Görev 1: Aşağıdaki girdilerde “Each instance of the large” ifadesini içeren satırdan başlayıp girdilerin sonuna kadar uzanan satırları yeniden yazın. Yalnızca “gabled roof” yerine “sloped roof” koyun, geri kalan her şeyi olduğu gibi bırakın.

Metin:

===

Türk-İş’in 1 Mayıs Bursa mitingi

2024’ün en kitlesel 1 Mayıs mitingi Bursa’nın Nilüfer ilçesinde gerçekleşti. Türk-İş’e bağlı sendikaların katıldığı mitinge on binlerce işçi ve emekçi katıldı. Mitingin ana talebinin vergi dilimlerinin yeniden düzenlenmesi ve “az kazanandan az, çok kazanandan çok vergi alınması” olduğunu söyleyebiliriz. Vergide adalet talebini neredeyse alandaki bütün sendikalar kullandı, fakat bunun dışında işçi ve emekçilerin temmuz ayında zam, sendikalaşmanın önündeki yasal ve fiili engeller gibi temel sorunlarına karşılık gelecek talepler yok denecek kadar azdı. Bu noktada bazı mücadeleci sendikaları ve şubeleri ifade etmeden geçmek olmaz. Özellikle TÜMTİS, Petrol-İş Gebze şubesi, Tekgıda-İş ve Sağlık-İş gibi sendikalar ve bazı şubeler gerek talep ve sloganları ve gerekse hazırladıkları dövizlerle mitingin genel atmosferinden daha ileri bir noktayı temsil ettiler.

Güçlü katılım fakat birlikten uzak bir miting

Katılımın yüksek olduğu miting bu açıdan oldukça olumlu olsa da 1 milyonun üzerinde üyesi olan Türk-İş’in üye tabanını yeterince seferber etmediği net bir şekilde göze çarpıyordu. Bunun dışında Bursa’da Türk-İş’in yanı sıra DİSK-TTB-KESK-TMMOB’un öncülüğünde ayrı bir miting daha düzenlendi. Bu iki mitingin ortak bir şekilde tertip edilmemesini not düşmek gerekir. Diğer konfederasyonlar ile ortaklaşmamayı tercih eden Türk-İş yönetimi, aynı zamanda siyasi partilere ve özellikle sosyalistlere de alanı kapalı tuttu. Rejimi destekleyen Vatan Partisi’nin alanda bulunan tek siyasi parti olması ise Türk-İş yönetiminin de rejimi destekleyen tutumuyla elbette bir çelişki yaratmıyor.

===

Görev 2: Bursa mitingi hakkındaki metne göre şu ifadeler doğru mu: (a) Mitingin ana talebi vergi dilimlerinin yeniden düzenlenmesiydi. (b) Türk-İş ile DİSK-TTB-KESK-TMMOB mitinglerini ortak düzenledi. (c) Alanda bulunan tek siyasi parti Vatan Partisi’ydi. Her birine evet ya da hayır deyin ve metindeki belirleyici sözleri aynen aktarın.

===

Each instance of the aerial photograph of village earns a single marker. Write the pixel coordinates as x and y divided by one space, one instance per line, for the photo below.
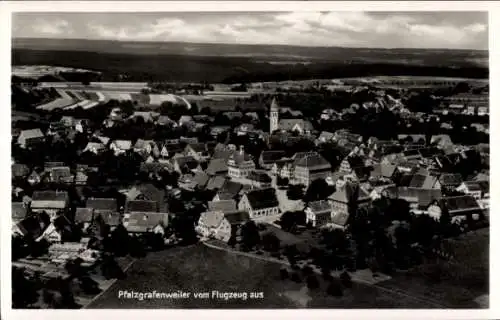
250 160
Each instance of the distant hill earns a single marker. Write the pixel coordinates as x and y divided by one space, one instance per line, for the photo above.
177 61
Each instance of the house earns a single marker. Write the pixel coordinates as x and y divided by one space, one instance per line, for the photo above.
240 164
185 164
420 181
51 202
221 225
19 171
120 146
102 204
84 216
458 207
222 206
318 213
141 206
311 167
94 147
477 189
417 198
217 166
324 137
198 151
300 126
185 120
260 203
146 147
146 222
269 157
340 200
228 190
30 138
450 181
60 175
19 211
259 179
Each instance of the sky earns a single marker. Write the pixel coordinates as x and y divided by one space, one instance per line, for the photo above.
431 29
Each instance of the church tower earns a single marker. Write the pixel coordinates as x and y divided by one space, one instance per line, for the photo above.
274 115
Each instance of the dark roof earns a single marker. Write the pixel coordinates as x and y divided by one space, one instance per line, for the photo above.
20 170
102 204
259 177
145 221
264 198
271 156
216 166
222 205
141 206
450 179
19 211
340 218
215 182
84 215
319 206
237 217
110 218
460 204
314 162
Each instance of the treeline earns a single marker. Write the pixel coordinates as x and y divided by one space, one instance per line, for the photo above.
127 67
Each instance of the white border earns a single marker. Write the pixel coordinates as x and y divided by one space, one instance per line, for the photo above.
6 8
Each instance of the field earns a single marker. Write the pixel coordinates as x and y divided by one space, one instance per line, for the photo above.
463 279
240 63
201 269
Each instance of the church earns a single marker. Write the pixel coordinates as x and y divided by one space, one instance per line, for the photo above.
300 126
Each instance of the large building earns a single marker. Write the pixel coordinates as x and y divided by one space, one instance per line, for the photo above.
311 167
274 116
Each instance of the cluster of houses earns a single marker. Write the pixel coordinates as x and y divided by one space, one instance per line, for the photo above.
245 188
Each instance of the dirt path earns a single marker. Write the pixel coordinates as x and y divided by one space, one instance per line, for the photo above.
353 277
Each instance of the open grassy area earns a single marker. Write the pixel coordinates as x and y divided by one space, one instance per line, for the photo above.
462 279
200 269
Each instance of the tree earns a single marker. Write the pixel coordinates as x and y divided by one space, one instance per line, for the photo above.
312 282
270 242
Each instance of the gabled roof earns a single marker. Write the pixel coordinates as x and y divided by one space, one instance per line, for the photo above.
319 206
31 134
459 204
102 204
222 205
271 156
263 198
83 215
211 219
123 144
216 166
215 182
146 221
450 179
237 217
313 162
49 199
141 206
20 170
19 211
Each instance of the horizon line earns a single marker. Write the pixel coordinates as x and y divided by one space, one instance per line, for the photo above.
248 44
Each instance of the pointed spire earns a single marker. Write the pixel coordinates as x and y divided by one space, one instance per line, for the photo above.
274 105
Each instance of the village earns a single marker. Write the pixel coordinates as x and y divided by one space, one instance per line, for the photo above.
374 185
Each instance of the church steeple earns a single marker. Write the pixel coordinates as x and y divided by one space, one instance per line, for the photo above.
274 115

===

Yazılı yanıt 1:
Each instance of the large building earns a single marker. Write the pixel coordinates as x and y divided by one space, one instance per line, for the photo above.
311 167
274 116
Each instance of the cluster of houses earns a single marker. Write the pixel coordinates as x and y divided by one space, one instance per line, for the photo above.
245 188
Each instance of the dirt path earns a single marker. Write the pixel coordinates as x and y divided by one space, one instance per line, for the photo above.
353 277
Each instance of the open grassy area earns a single marker. Write the pixel coordinates as x and y divided by one space, one instance per line, for the photo above.
462 279
200 269
Each instance of the tree earns a single marker. Write the pixel coordinates as x and y divided by one space, one instance per line, for the photo above.
312 282
270 242
Each instance of the sloped roof earns a single marker. Write the pixel coordinates as x and y divided by one space, one instance per line, for the photo above.
319 206
31 134
459 204
102 204
222 205
271 156
263 198
83 215
211 219
123 144
216 166
215 182
146 221
450 179
237 217
313 162
49 199
141 206
20 170
19 211
Each instance of the horizon line earns a single marker. Write the pixel coordinates as x and y divided by one space, one instance per line, for the photo above.
248 44
Each instance of the pointed spire earns a single marker. Write the pixel coordinates as x and y divided by one space, one instance per line, for the photo above.
274 105
Each instance of the village earns a single marker. Write the pixel coordinates as x and y divided by one space, one instance per line, for the photo above.
374 185
Each instance of the church steeple earns a single marker. Write the pixel coordinates as x and y divided by one space, one instance per line, for the photo above.
274 115

Yazılı yanıt 2:
(a) Evet: “Mitingin ana talebinin vergi dilimlerinin yeniden düzenlenmesi ve “az kazanandan az, çok kazanandan çok vergi alınması” olduğunu söyleyebiliriz.”
(b) Hayır: “Bu iki mitingin ortak bir şekilde tertip edilmemesini not düşmek gerekir.”
(c) Evet: “Rejimi destekleyen Vatan Partisi’nin alanda bulunan tek siyasi parti olması”